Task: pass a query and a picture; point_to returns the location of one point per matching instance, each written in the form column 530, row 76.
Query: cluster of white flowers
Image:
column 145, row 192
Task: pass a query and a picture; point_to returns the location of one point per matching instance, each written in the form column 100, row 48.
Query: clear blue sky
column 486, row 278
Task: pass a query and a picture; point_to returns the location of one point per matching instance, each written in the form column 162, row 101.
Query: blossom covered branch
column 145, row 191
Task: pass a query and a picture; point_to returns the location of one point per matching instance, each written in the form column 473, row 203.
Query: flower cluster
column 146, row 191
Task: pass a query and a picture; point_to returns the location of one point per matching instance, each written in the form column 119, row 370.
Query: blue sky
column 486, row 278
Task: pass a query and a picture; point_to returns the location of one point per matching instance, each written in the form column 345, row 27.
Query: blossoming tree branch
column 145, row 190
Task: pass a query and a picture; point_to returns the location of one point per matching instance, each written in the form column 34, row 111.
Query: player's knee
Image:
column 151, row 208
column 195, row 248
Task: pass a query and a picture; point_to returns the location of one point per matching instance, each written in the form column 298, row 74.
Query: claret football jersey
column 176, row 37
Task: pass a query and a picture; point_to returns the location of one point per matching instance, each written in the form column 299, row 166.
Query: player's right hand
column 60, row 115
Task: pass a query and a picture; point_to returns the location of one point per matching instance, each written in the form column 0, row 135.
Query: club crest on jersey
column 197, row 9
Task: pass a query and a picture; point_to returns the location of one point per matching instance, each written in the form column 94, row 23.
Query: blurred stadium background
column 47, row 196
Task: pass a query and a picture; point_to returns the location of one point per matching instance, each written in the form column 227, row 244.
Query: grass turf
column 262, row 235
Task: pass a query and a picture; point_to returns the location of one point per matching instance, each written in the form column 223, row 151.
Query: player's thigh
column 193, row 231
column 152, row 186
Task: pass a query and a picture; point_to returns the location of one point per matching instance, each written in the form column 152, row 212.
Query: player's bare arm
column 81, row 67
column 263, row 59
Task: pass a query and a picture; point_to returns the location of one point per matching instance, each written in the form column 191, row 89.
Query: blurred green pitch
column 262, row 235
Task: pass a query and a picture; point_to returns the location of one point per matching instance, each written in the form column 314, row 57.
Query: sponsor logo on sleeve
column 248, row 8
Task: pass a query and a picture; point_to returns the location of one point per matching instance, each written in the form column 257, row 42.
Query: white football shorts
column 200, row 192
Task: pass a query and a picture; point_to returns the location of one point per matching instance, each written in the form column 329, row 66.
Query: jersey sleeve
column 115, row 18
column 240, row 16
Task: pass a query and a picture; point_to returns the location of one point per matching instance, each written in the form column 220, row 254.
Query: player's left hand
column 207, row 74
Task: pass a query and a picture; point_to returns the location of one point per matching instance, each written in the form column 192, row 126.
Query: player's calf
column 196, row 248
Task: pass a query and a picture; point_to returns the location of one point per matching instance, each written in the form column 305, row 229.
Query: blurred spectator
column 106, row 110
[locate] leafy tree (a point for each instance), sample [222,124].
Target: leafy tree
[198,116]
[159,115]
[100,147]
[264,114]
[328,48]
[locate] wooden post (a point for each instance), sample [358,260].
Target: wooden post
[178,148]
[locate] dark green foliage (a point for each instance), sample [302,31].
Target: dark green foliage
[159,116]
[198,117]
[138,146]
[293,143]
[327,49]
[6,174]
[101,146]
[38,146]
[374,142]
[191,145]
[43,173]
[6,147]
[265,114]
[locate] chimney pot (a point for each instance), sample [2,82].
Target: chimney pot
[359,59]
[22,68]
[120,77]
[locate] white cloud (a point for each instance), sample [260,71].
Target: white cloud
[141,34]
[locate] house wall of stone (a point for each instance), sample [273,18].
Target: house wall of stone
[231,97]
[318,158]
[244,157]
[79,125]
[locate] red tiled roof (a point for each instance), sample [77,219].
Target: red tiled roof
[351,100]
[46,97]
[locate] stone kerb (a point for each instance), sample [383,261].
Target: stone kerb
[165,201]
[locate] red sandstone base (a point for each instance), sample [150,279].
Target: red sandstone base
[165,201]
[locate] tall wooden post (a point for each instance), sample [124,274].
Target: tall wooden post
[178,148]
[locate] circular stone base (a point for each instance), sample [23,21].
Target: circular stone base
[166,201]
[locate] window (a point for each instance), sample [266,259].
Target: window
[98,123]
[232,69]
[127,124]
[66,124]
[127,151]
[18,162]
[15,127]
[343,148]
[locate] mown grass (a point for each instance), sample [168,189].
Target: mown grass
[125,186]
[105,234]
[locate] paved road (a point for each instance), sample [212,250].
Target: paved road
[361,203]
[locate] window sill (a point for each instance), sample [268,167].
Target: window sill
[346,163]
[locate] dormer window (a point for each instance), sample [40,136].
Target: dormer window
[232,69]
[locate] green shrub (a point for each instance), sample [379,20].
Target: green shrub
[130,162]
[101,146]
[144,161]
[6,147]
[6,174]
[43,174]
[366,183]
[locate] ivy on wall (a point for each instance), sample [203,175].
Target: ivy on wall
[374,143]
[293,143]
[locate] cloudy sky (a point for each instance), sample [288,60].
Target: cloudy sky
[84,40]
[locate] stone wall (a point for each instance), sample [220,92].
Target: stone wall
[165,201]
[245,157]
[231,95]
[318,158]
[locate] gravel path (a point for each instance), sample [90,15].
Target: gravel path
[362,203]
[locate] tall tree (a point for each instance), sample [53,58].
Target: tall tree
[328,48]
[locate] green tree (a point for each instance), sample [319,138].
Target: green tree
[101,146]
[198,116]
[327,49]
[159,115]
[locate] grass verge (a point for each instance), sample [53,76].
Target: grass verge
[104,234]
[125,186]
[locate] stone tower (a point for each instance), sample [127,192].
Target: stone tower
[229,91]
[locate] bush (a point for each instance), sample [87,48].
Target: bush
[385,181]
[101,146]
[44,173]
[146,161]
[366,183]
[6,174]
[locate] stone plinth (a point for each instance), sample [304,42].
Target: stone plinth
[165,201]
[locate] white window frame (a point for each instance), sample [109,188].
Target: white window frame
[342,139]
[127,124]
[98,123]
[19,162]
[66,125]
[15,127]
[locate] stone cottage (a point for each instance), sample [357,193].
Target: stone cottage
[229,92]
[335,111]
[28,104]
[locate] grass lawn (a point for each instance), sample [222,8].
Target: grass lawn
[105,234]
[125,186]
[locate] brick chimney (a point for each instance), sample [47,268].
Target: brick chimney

WRITTEN REQUEST
Lay out the lines of the records above as a numbered list, starting at the line that contains "191, row 89." and ending at the line that contains "column 207, row 74". Leave out any blank lines.

RESULT OF THE EXERCISE
1. Task: pass a query and a picture; point_to returns the location of one point per matching instance, each written in the form column 191, row 89.
2. Query: blurred green pitch
3. column 262, row 235
4. Task: pass a query and a picture; point_to returns the location of one point per matching instance, each written in the form column 314, row 57.
5. Query: sponsor logo on sleeve
6. column 248, row 8
7. Task: pass a query and a picture; point_to returns the location of one point per matching instance, each written in the form column 257, row 42.
8. Query: white football shorts
9. column 200, row 192
10. Task: pass a query and a picture; point_to returns the location of one point per matching instance, each written in the form column 329, row 66.
11. Query: jersey sleeve
12. column 115, row 18
13. column 240, row 16
14. Task: pass a query and a picture; point_to returns the location of one point per matching instance, each written in the form column 220, row 254.
15. Query: player's left hand
16. column 207, row 74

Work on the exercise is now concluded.